The Data Behind the Women’s Professional Sports Movement

The Data Behind the Women’s Professional Sports Movement

Evolving Industry

How important is data collection and analysis in shaping the future of women’s professional sports?

The payscale chasm between male and female athletes tends to dominate sports forum discussions around gender equality. Yet, the prospect of leveraging data to unlock new opportunities for growth and recognition is often lost in the conversation. 

Nancy Hensley, Founding Member and Advisor for Mercury/13, shared her thoughts on the challenges and potential in this dynamic topic.

Nancy talked with us about:

  • Why low broadcast production value impacts sports data management
  • How sports leagues and investors can leverage new data
  • The hard numbers behind the growth in women’s sports

The Data Famine in Women’s Professional Sports

One of the significant hurdles in data management in women's professional sports is the dearth of broadcast deals compared to the lucrative agreements their male counterparts have received.

According to a global survey in June 2021, 40% of respondents cited lack of media coverage as their reason for not engaging with women’s professional games or commentary.

Nancy highlighted this direct correlation between broadcast quality and data collection efficiency. 

"A lot of data collection happens from broadcasts. And so, if the quality is really low, the data collectors can’t actually pull that data." Nancy explained. "It's a big part of the ecosystem that causes that growth."

This deficiency creates a ripple effect, limiting the visibility and commercial viability of women's sports.

However, booming interest in women’s sports and exciting new data models have given Nancy renewed optimism for the future.

####################

> _Short exercise a_
Render the rows starting at the line containing "notation: point(53, 412)." and ending at the line containing "point(369, 289)" as a Markdown table with the columns No. and Line. Number each line in order and skip any blank lines.

####################

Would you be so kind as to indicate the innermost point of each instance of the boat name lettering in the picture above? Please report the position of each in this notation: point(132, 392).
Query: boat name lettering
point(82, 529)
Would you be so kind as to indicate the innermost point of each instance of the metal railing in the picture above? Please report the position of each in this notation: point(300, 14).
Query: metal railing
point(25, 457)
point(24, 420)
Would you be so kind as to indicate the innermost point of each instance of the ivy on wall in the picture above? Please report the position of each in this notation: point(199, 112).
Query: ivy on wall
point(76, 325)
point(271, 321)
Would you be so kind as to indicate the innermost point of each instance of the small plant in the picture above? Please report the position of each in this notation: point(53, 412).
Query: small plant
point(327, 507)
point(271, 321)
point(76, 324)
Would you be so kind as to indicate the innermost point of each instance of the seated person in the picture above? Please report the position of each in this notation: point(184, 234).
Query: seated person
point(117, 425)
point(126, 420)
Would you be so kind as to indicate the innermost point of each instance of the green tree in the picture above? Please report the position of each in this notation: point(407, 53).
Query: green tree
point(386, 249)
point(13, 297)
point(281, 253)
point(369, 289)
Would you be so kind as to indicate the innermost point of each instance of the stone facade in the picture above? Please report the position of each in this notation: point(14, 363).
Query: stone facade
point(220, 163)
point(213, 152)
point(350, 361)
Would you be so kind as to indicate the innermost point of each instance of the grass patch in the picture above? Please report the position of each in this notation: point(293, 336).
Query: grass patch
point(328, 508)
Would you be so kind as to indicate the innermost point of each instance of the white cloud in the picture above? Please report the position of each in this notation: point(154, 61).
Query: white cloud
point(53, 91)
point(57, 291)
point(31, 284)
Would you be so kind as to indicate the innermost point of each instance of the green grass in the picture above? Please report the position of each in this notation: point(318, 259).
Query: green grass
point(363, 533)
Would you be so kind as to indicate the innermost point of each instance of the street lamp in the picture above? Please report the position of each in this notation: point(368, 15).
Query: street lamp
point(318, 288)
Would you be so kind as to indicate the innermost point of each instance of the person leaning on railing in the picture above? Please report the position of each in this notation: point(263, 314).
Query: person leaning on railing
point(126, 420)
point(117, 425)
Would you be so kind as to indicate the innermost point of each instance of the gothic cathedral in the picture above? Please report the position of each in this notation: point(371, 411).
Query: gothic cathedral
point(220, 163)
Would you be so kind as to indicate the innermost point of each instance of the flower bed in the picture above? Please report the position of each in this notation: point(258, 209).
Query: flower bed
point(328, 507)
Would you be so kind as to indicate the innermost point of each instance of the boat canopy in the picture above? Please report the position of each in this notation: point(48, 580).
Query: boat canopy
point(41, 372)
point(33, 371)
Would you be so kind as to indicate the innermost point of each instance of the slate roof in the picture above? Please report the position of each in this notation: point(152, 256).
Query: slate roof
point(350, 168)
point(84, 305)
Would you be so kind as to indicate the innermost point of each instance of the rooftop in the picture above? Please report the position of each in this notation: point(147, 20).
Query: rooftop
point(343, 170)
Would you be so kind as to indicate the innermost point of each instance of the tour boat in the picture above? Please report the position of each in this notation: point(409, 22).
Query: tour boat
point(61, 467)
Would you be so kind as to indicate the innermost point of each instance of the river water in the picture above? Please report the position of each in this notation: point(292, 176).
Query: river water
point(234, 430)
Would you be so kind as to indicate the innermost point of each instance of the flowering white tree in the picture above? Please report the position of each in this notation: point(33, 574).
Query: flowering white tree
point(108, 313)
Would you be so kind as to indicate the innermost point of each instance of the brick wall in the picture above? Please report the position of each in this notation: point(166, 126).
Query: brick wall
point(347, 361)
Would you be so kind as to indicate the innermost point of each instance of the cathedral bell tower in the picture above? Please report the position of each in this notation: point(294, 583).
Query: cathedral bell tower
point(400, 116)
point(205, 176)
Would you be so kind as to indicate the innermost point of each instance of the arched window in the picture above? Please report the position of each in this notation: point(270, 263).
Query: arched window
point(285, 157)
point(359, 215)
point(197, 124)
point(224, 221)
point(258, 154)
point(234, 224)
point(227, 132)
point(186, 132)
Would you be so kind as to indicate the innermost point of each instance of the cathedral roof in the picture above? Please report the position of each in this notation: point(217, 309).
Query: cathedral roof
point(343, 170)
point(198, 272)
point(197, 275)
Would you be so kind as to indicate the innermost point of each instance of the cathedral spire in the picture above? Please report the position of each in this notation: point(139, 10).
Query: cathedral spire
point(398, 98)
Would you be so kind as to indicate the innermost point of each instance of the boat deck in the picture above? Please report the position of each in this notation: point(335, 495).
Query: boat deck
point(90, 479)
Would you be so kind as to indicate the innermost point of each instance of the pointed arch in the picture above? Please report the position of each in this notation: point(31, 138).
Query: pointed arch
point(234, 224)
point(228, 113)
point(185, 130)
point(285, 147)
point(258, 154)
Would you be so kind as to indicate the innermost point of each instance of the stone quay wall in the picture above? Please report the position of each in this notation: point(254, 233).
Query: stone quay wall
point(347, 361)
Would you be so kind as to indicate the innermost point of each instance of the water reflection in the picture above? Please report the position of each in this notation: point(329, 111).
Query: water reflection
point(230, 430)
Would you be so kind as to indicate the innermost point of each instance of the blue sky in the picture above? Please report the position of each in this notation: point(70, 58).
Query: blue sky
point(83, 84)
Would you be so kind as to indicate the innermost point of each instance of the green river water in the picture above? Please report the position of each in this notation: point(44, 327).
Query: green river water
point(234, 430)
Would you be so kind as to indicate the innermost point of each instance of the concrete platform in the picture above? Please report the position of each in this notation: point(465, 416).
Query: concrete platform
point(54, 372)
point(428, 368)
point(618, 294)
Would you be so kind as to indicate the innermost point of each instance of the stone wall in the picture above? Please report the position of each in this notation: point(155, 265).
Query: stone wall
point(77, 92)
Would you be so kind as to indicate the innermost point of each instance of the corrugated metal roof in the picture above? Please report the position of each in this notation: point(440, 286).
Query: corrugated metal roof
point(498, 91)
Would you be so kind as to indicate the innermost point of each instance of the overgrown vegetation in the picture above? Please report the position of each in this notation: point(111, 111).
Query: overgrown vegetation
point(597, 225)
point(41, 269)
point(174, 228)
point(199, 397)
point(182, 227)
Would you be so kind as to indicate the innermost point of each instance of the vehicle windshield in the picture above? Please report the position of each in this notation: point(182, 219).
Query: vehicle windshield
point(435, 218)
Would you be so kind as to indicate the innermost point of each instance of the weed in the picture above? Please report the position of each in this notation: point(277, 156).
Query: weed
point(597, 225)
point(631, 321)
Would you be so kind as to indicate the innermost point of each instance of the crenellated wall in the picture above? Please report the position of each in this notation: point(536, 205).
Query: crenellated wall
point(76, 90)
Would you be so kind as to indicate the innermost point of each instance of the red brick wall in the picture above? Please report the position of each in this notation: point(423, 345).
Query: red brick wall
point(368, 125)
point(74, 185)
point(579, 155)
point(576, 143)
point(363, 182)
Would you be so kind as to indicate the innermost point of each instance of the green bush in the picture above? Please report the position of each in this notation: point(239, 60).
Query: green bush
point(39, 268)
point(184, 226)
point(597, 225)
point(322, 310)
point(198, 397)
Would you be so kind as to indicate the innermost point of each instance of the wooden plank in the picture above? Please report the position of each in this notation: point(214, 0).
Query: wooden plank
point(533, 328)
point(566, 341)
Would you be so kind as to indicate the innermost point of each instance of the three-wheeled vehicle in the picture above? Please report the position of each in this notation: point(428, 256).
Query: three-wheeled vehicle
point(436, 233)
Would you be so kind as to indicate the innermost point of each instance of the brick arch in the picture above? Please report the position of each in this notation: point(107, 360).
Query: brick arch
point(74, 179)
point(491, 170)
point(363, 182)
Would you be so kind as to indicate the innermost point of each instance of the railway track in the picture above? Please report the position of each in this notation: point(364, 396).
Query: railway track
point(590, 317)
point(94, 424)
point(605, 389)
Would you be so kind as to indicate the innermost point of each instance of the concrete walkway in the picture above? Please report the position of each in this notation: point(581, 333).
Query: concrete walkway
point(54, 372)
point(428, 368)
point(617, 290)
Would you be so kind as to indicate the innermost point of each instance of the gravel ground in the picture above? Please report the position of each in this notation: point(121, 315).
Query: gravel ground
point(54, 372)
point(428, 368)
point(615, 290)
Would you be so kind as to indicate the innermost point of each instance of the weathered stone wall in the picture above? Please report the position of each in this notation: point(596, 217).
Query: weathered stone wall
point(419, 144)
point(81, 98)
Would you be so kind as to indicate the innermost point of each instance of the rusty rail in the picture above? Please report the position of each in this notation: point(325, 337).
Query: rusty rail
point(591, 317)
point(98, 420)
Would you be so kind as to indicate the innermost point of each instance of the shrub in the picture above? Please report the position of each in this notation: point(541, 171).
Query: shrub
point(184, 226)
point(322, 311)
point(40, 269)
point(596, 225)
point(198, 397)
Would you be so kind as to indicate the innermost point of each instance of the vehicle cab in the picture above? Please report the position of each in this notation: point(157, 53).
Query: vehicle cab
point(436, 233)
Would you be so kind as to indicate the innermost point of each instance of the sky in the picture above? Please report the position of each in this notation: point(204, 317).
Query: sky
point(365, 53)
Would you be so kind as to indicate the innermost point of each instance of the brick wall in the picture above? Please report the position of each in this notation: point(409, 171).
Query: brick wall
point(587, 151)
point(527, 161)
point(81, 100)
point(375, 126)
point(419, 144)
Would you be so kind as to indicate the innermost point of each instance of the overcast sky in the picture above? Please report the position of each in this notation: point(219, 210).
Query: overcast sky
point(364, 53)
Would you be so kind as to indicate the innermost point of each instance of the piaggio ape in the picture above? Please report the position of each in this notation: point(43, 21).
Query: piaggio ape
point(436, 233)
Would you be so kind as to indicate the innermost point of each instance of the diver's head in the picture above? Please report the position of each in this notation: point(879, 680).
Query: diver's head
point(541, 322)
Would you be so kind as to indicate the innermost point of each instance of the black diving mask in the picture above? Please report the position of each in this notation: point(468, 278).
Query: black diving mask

####################

> _Short exercise b_
Copy the passage of the women's sports data article starting at "According to a" and ending at "games or commentary.".

> _Problem solution a_
| No. | Line |
|---|---|
| 1 | Would you be so kind as to indicate the innermost point of each instance of the small plant in the picture above? Please report the position of each in this notation: point(53, 412). |
| 2 | Query: small plant |
| 3 | point(327, 507) |
| 4 | point(271, 321) |
| 5 | point(76, 324) |
| 6 | Would you be so kind as to indicate the innermost point of each instance of the seated person in the picture above? Please report the position of each in this notation: point(184, 234). |
| 7 | Query: seated person |
| 8 | point(117, 425) |
| 9 | point(126, 420) |
| 10 | Would you be so kind as to indicate the innermost point of each instance of the green tree in the picture above? Please report the position of each in this notation: point(407, 53). |
| 11 | Query: green tree |
| 12 | point(386, 249) |
| 13 | point(13, 297) |
| 14 | point(281, 253) |
| 15 | point(369, 289) |

> _Problem solution b_
According to a global survey in June 2021, 40% of respondents cited lack of media coverage as their reason for not engaging with women’s professional games or commentary.